TASK DESCRIPTION
Reproduce the data below word for word, line by line, without altering anything.

* * * *

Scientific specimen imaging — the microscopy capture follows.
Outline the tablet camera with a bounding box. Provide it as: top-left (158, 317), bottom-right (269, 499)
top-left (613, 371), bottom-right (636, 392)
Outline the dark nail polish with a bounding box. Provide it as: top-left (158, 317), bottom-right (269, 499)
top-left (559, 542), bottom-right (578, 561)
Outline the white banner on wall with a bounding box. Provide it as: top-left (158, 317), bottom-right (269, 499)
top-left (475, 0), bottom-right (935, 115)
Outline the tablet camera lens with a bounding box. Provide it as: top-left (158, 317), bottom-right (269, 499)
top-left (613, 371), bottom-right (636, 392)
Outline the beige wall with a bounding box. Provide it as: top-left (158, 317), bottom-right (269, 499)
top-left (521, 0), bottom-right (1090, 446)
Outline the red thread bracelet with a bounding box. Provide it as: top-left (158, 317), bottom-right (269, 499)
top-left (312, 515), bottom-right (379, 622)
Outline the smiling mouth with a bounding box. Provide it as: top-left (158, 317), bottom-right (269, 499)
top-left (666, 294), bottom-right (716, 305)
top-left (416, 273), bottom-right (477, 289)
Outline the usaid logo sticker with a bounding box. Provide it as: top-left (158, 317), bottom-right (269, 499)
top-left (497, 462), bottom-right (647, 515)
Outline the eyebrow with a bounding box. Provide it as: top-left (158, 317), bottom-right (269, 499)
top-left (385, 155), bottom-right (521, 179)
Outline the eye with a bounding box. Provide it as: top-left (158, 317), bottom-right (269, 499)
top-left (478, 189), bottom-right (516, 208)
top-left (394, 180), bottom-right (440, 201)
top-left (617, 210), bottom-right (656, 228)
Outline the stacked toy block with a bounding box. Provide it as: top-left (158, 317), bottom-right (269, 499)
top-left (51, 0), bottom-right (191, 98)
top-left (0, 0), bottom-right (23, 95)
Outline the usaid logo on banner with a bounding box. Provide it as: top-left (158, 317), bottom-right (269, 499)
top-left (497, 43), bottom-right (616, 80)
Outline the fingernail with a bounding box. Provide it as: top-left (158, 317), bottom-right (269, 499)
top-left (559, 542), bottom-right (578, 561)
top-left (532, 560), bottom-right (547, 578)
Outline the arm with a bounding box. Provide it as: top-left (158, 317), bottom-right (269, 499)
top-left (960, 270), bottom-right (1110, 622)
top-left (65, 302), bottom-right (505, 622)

* * * *

TASK RESULT
Scientific specimen imaging — the microscopy capture follows.
Outline the tablet camera with a bounding box. Provide it as: top-left (158, 317), bottom-right (269, 499)
top-left (613, 371), bottom-right (636, 392)
Outline the dark nail polish with a bounding box. Provide it as: top-left (158, 317), bottom-right (269, 499)
top-left (559, 542), bottom-right (578, 561)
Outline the white banner on wall with a bounding box. Provide it as: top-left (158, 317), bottom-right (269, 499)
top-left (475, 0), bottom-right (935, 115)
Outline the tablet camera lens with a bounding box. Provide it as: top-left (158, 317), bottom-right (269, 499)
top-left (613, 371), bottom-right (636, 392)
Outline the beige wall with a bounding box. Provide it as: top-left (158, 317), bottom-right (269, 499)
top-left (521, 0), bottom-right (1090, 446)
Outline the red thread bracelet with a bounding box. Provide it as: top-left (158, 317), bottom-right (269, 499)
top-left (312, 515), bottom-right (379, 622)
Outline the smiling mouth with a bounding box. Provide it as: top-left (158, 317), bottom-right (269, 499)
top-left (666, 294), bottom-right (716, 305)
top-left (416, 273), bottom-right (477, 289)
Outline the usaid logo sticker with a bounding box. Provide it as: top-left (158, 317), bottom-right (269, 499)
top-left (497, 462), bottom-right (647, 515)
Outline the eyebrow with a bounding box. Provide it as: top-left (158, 317), bottom-right (269, 499)
top-left (385, 155), bottom-right (521, 179)
Outline the eye with a bounding box. Provide it as: top-left (158, 317), bottom-right (269, 499)
top-left (478, 189), bottom-right (516, 208)
top-left (394, 180), bottom-right (440, 201)
top-left (617, 210), bottom-right (656, 228)
Outline the stacked toy block with a bounding box. Provide it as: top-left (158, 317), bottom-right (269, 499)
top-left (51, 0), bottom-right (191, 98)
top-left (0, 0), bottom-right (23, 95)
Outline the usaid logo on banner with a bounding box. Provide it as: top-left (158, 317), bottom-right (269, 499)
top-left (497, 43), bottom-right (616, 80)
Outline the fingernail with a bounding box. Provide it as: top-left (158, 317), bottom-right (269, 499)
top-left (559, 542), bottom-right (578, 561)
top-left (532, 560), bottom-right (547, 578)
Outline the arm with a bounding box. Provide it as: top-left (158, 317), bottom-right (269, 499)
top-left (960, 270), bottom-right (1110, 622)
top-left (65, 302), bottom-right (505, 622)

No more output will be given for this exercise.